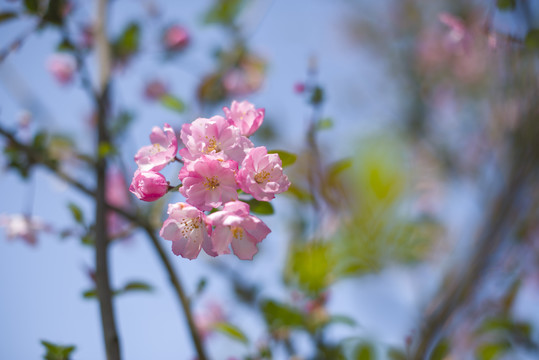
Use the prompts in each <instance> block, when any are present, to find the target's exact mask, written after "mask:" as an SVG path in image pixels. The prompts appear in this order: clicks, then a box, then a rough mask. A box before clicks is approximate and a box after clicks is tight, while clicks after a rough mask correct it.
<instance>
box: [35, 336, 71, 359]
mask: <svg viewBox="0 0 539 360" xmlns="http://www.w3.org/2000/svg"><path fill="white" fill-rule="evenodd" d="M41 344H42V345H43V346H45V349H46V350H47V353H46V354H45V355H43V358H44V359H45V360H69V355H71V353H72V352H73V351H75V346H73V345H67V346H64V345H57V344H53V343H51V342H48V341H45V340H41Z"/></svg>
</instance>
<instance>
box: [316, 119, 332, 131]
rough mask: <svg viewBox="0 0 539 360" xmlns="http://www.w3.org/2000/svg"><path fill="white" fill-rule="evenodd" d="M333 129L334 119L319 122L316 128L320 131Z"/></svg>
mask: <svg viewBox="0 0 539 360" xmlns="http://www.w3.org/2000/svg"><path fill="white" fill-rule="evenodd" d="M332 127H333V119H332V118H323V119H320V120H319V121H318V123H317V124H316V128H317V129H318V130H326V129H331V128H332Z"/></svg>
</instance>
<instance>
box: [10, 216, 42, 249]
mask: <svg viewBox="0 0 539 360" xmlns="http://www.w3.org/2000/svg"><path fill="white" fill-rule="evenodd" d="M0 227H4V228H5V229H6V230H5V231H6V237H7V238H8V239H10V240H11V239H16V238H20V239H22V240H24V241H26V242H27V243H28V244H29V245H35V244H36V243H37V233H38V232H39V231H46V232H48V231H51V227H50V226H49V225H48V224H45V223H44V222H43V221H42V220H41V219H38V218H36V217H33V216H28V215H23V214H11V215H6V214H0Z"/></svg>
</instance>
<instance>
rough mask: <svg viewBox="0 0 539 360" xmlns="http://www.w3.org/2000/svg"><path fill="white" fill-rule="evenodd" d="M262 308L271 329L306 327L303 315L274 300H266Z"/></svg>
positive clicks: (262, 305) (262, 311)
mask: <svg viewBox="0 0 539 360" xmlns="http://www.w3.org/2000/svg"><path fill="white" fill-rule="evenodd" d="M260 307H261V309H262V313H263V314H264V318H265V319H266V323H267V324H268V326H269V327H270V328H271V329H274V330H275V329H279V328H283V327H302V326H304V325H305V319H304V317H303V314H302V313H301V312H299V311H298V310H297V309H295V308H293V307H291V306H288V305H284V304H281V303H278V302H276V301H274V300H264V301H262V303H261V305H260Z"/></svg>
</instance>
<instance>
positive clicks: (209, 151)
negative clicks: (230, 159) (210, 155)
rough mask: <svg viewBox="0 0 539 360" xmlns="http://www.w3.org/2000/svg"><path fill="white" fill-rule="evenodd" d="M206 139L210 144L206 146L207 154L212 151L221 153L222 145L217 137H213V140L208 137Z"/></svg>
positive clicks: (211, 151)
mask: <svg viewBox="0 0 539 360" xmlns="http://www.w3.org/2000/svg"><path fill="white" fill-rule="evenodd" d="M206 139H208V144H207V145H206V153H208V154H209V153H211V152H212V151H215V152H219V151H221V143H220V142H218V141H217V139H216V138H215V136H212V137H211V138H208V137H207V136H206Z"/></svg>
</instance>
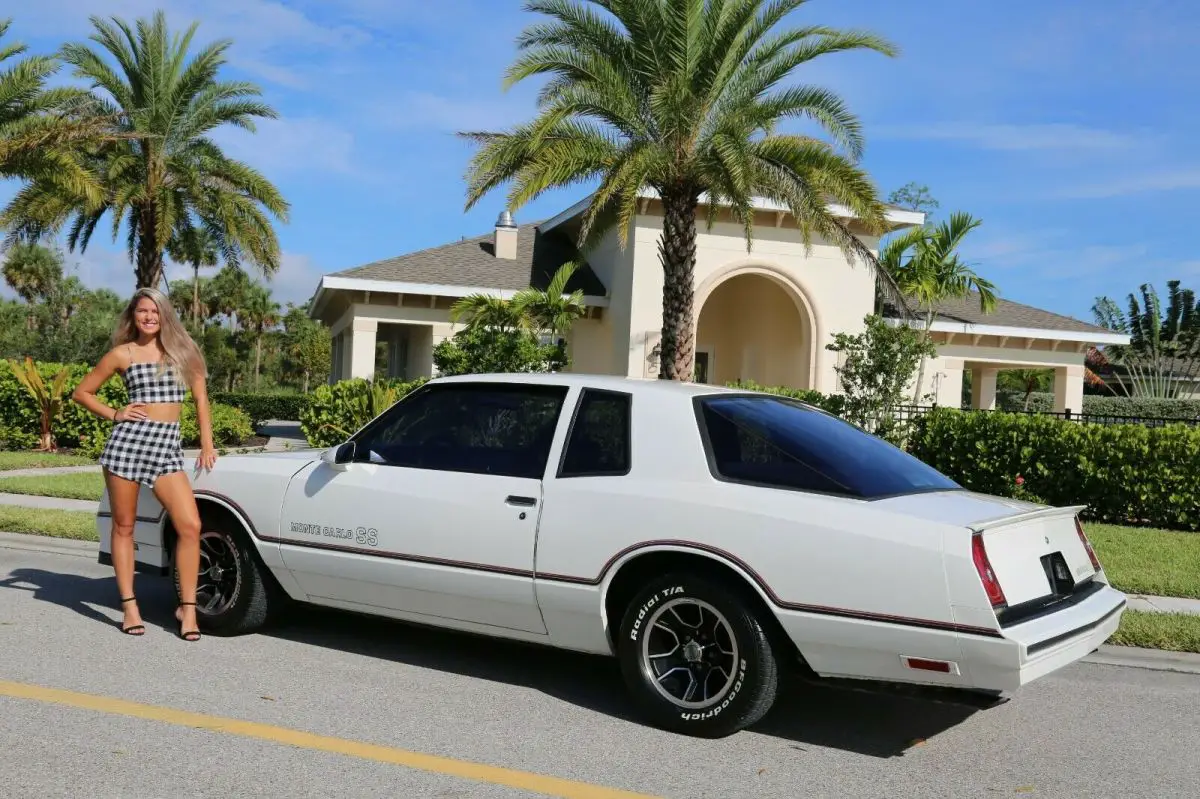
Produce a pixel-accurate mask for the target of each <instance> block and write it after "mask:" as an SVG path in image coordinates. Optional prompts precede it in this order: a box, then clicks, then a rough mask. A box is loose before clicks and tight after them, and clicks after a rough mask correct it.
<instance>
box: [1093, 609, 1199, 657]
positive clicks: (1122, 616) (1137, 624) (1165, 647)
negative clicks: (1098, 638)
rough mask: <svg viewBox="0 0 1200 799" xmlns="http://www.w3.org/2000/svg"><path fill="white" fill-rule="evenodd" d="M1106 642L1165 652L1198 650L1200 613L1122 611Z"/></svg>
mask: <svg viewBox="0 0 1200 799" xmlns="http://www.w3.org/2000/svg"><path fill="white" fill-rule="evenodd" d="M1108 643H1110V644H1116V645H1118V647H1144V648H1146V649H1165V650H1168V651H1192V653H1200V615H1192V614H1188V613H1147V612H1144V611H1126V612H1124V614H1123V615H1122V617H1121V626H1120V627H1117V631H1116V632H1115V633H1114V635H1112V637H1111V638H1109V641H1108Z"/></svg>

• • •

The task
Make a list of all lines in the data that contain "negative".

Response for this exercise
negative clicks: (230, 159) (210, 155)
negative clicks: (1098, 638)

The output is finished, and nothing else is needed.